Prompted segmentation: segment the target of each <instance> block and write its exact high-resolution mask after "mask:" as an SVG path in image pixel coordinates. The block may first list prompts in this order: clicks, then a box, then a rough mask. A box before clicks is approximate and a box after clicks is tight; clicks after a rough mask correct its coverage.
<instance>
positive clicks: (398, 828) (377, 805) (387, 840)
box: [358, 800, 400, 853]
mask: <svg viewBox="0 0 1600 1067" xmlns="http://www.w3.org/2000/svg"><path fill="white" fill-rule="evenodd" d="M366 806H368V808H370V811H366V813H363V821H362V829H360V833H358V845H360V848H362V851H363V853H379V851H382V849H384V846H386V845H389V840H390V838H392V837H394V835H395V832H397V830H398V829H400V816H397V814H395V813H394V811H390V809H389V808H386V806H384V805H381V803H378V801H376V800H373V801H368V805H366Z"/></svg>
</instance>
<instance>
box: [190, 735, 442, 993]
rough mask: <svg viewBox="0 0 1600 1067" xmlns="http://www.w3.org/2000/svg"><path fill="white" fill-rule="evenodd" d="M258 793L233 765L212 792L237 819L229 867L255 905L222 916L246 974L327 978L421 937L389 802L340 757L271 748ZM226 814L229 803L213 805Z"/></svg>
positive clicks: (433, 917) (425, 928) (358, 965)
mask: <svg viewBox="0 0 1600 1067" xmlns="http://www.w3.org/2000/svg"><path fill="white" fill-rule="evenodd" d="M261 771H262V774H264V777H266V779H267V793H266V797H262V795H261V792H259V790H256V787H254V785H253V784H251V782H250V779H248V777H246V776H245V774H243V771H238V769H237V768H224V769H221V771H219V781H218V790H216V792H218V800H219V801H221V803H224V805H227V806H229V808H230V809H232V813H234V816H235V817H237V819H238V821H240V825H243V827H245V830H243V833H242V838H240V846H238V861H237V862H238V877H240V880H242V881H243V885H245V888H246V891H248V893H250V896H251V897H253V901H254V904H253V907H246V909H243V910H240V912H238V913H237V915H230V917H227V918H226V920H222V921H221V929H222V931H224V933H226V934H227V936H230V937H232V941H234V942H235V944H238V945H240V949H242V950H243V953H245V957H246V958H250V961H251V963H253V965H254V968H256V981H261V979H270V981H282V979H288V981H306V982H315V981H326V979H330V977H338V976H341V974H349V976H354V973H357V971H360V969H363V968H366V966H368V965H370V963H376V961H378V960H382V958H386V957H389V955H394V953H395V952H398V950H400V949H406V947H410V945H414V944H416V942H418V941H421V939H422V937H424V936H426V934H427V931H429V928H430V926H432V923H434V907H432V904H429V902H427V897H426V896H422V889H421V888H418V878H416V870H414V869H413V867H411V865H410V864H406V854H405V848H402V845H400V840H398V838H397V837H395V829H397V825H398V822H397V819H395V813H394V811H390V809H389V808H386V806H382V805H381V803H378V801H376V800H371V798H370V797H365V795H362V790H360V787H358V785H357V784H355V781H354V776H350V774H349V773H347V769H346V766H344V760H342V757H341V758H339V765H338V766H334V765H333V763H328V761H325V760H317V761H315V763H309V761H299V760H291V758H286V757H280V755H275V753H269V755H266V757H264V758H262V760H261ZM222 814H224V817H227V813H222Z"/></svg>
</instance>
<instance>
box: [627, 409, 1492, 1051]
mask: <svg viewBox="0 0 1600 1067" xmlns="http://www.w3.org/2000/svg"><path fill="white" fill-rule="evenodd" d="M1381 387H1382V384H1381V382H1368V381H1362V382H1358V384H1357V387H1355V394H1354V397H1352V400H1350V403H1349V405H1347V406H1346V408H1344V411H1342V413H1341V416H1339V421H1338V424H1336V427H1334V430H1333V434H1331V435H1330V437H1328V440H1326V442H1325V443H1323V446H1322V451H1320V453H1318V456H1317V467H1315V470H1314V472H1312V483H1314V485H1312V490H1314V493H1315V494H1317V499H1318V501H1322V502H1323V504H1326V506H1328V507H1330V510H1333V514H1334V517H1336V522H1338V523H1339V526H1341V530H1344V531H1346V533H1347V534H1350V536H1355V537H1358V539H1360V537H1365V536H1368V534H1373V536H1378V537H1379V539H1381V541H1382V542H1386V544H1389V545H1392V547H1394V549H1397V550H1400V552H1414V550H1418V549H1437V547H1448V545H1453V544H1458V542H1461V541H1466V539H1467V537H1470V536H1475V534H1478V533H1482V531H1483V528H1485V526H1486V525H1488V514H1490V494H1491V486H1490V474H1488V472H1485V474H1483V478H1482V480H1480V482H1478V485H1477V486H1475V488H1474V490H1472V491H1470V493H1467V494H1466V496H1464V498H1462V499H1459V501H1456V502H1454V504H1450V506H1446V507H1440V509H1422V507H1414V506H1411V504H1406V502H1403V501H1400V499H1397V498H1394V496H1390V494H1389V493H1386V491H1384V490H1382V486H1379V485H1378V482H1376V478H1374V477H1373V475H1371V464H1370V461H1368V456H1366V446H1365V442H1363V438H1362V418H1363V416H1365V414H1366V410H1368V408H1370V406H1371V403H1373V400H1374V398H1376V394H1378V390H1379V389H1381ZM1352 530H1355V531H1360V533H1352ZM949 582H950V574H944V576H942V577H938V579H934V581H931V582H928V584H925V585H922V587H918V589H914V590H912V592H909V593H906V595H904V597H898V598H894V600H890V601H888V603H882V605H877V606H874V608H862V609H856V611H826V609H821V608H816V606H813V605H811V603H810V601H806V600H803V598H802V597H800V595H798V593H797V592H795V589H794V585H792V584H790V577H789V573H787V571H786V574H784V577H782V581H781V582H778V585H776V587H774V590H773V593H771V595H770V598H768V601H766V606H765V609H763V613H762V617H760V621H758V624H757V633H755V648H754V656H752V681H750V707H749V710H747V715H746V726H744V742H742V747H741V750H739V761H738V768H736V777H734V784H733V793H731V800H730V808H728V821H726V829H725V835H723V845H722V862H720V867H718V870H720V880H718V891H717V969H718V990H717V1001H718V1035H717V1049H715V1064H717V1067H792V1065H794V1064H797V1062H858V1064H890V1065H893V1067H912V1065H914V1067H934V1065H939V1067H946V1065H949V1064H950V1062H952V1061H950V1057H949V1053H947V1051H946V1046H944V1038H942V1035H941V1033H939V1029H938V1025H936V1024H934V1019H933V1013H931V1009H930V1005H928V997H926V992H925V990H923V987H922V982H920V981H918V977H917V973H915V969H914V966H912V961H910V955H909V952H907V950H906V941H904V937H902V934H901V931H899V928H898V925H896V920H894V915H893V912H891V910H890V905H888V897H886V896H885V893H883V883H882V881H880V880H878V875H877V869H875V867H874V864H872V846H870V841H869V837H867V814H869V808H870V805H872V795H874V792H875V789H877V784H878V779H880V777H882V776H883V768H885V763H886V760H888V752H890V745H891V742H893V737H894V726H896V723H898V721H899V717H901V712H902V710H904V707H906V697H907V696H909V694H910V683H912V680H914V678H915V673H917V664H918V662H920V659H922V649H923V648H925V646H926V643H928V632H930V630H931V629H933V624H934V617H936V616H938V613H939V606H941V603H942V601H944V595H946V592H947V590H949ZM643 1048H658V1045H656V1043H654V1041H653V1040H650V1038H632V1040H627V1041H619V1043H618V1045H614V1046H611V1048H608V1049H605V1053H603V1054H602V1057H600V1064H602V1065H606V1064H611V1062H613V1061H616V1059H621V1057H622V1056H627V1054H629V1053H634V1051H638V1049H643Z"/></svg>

**Directions for this task:**
Copy out these entries again, swapping every "positive clicks" for "foreground clicks" and leaving everything else unchanged.

**Expected answer:**
Prompted segmentation: segment the target of each <instance> block and write its exact high-resolution mask after "mask:" as an SVG path in image pixel coordinates. The block may first list prompts in this order: clicks, then a box, then a rough mask. A box before clicks is approximate and a box after clicks is tight; clicks after a rough mask correct its coverage.
<instance>
foreground clicks: (398, 828) (377, 805) (387, 840)
box: [358, 800, 400, 853]
mask: <svg viewBox="0 0 1600 1067" xmlns="http://www.w3.org/2000/svg"><path fill="white" fill-rule="evenodd" d="M366 806H368V808H370V811H366V813H363V821H362V829H360V833H358V845H360V848H362V851H363V853H379V851H382V849H384V846H386V845H389V840H390V838H392V837H394V835H395V832H397V830H398V829H400V816H397V814H395V813H394V811H390V809H389V808H386V806H384V805H381V803H378V801H376V800H373V801H368V805H366Z"/></svg>
</instance>
<instance>
box: [190, 735, 442, 993]
rough mask: <svg viewBox="0 0 1600 1067" xmlns="http://www.w3.org/2000/svg"><path fill="white" fill-rule="evenodd" d="M258 793L233 765L212 792L237 819L229 867L255 905L222 916L246 974L327 978L421 937L389 802L340 757L271 748ZM226 814L229 803L213 805Z"/></svg>
foreground clicks: (433, 917) (425, 928) (358, 965)
mask: <svg viewBox="0 0 1600 1067" xmlns="http://www.w3.org/2000/svg"><path fill="white" fill-rule="evenodd" d="M261 771H262V774H264V777H266V779H267V793H266V797H262V795H261V792H259V790H256V787H254V785H253V784H251V782H250V779H248V777H246V776H245V774H243V771H238V769H237V768H224V769H221V771H219V781H218V790H216V792H218V800H219V801H221V803H224V805H227V806H229V808H230V809H232V813H234V816H235V817H237V819H238V821H240V825H243V827H245V830H243V833H242V838H240V846H238V861H237V862H238V877H240V880H242V881H243V885H245V888H246V891H248V893H250V896H251V897H253V901H254V904H253V907H246V909H243V910H240V912H238V913H237V915H230V917H227V918H226V920H222V921H221V929H222V931H224V933H226V934H227V936H230V937H232V941H234V942H235V944H238V945H240V949H242V950H243V953H245V957H246V958H250V961H251V963H253V965H254V968H256V981H261V979H270V981H282V979H288V981H306V982H315V981H326V979H330V977H338V976H341V974H349V976H354V973H357V971H360V969H363V968H366V966H368V965H370V963H376V961H378V960H382V958H386V957H389V955H394V953H395V952H398V950H400V949H406V947H410V945H414V944H416V942H418V941H421V939H422V937H424V936H426V934H427V931H429V928H430V926H432V923H434V907H432V904H429V902H427V897H426V896H422V889H421V888H418V878H416V870H414V869H413V867H411V865H410V864H406V854H405V848H402V845H400V840H398V838H397V837H395V829H397V825H398V822H397V819H395V813H394V811H390V809H389V808H386V806H382V805H381V803H378V801H376V800H371V798H370V797H365V795H362V790H360V787H358V785H357V784H355V781H354V776H350V774H349V773H347V769H346V766H344V760H342V757H341V758H339V765H338V766H334V765H333V763H328V761H325V760H317V761H315V763H309V761H299V760H291V758H286V757H280V755H275V753H269V755H266V757H264V758H262V760H261ZM222 814H224V817H227V813H222Z"/></svg>
</instance>
<instance>
box: [627, 409, 1492, 1051]
mask: <svg viewBox="0 0 1600 1067" xmlns="http://www.w3.org/2000/svg"><path fill="white" fill-rule="evenodd" d="M1381 387H1382V384H1381V382H1368V381H1362V382H1358V384H1357V387H1355V394H1354V397H1352V400H1350V403H1349V405H1347V406H1346V408H1344V411H1342V413H1341V416H1339V421H1338V424H1336V427H1334V430H1333V434H1331V435H1330V437H1328V440H1326V442H1325V443H1323V446H1322V451H1320V453H1318V456H1317V467H1315V470H1314V472H1312V483H1314V485H1312V490H1314V493H1315V494H1317V499H1318V501H1322V502H1323V504H1326V506H1328V507H1330V510H1333V514H1334V517H1336V522H1338V523H1339V526H1341V530H1344V531H1346V533H1347V534H1350V536H1355V537H1358V539H1360V537H1365V536H1368V534H1373V536H1378V537H1379V539H1381V541H1382V542H1386V544H1389V545H1392V547H1394V549H1397V550H1400V552H1414V550H1418V549H1437V547H1448V545H1453V544H1458V542H1461V541H1466V539H1467V537H1470V536H1475V534H1478V533H1482V531H1483V528H1485V526H1486V525H1488V514H1490V494H1491V486H1490V474H1488V472H1485V474H1483V478H1482V480H1480V482H1478V485H1477V486H1475V488H1474V490H1472V491H1470V493H1467V494H1466V496H1464V498H1462V499H1459V501H1456V502H1454V504H1450V506H1446V507H1440V509H1422V507H1414V506H1411V504H1406V502H1403V501H1400V499H1397V498H1394V496H1390V494H1389V493H1386V491H1384V490H1382V486H1379V485H1378V482H1376V478H1374V477H1373V475H1371V464H1370V461H1368V456H1366V446H1365V442H1363V438H1362V418H1363V416H1365V414H1366V410H1368V408H1370V406H1371V403H1373V400H1374V398H1376V394H1378V390H1379V389H1381ZM1352 530H1355V531H1360V533H1352ZM949 582H950V574H944V576H942V577H938V579H934V581H931V582H928V584H925V585H922V587H918V589H914V590H912V592H909V593H906V595H904V597H898V598H894V600H890V601H888V603H882V605H877V606H874V608H862V609H856V611H826V609H821V608H816V606H813V605H811V603H810V601H806V600H803V598H802V597H800V595H798V593H797V592H795V589H794V585H792V584H790V577H789V573H787V571H786V574H784V577H782V581H781V582H778V585H776V587H774V590H773V593H771V595H770V598H768V601H766V606H765V609H763V613H762V617H760V621H758V624H757V633H755V648H754V656H752V681H750V707H749V710H747V715H746V726H744V742H742V747H741V750H739V761H738V768H736V777H734V784H733V793H731V800H730V808H728V821H726V829H725V835H723V845H722V862H720V867H718V870H720V880H718V891H717V969H718V990H717V1001H718V1035H717V1049H715V1064H717V1067H792V1065H794V1064H797V1062H858V1064H890V1065H893V1067H912V1065H914V1067H934V1065H939V1067H946V1065H949V1064H950V1062H952V1061H950V1057H949V1053H947V1051H946V1046H944V1038H942V1035H941V1033H939V1029H938V1025H936V1024H934V1019H933V1013H931V1009H930V1005H928V997H926V992H925V990H923V987H922V982H920V981H918V977H917V973H915V969H914V966H912V961H910V955H909V952H907V950H906V941H904V937H902V934H901V931H899V928H898V925H896V920H894V915H893V912H891V910H890V905H888V897H886V896H885V893H883V883H882V881H880V880H878V875H877V869H875V867H874V864H872V846H870V841H869V837H867V814H869V808H870V805H872V795H874V792H875V789H877V784H878V779H880V777H882V776H883V768H885V763H886V760H888V752H890V745H891V742H893V737H894V726H896V723H898V721H899V717H901V712H902V710H904V707H906V697H907V696H909V694H910V683H912V680H914V678H915V673H917V664H918V662H920V659H922V649H923V648H925V646H926V643H928V632H930V630H931V629H933V624H934V617H936V616H938V613H939V606H941V603H942V601H944V595H946V592H947V590H949ZM643 1048H658V1045H656V1043H654V1041H653V1040H650V1038H632V1040H627V1041H619V1043H618V1045H614V1046H611V1048H608V1049H605V1053H603V1054H602V1057H600V1064H602V1065H606V1064H611V1062H613V1061H616V1059H621V1057H622V1056H627V1054H629V1053H634V1051H638V1049H643Z"/></svg>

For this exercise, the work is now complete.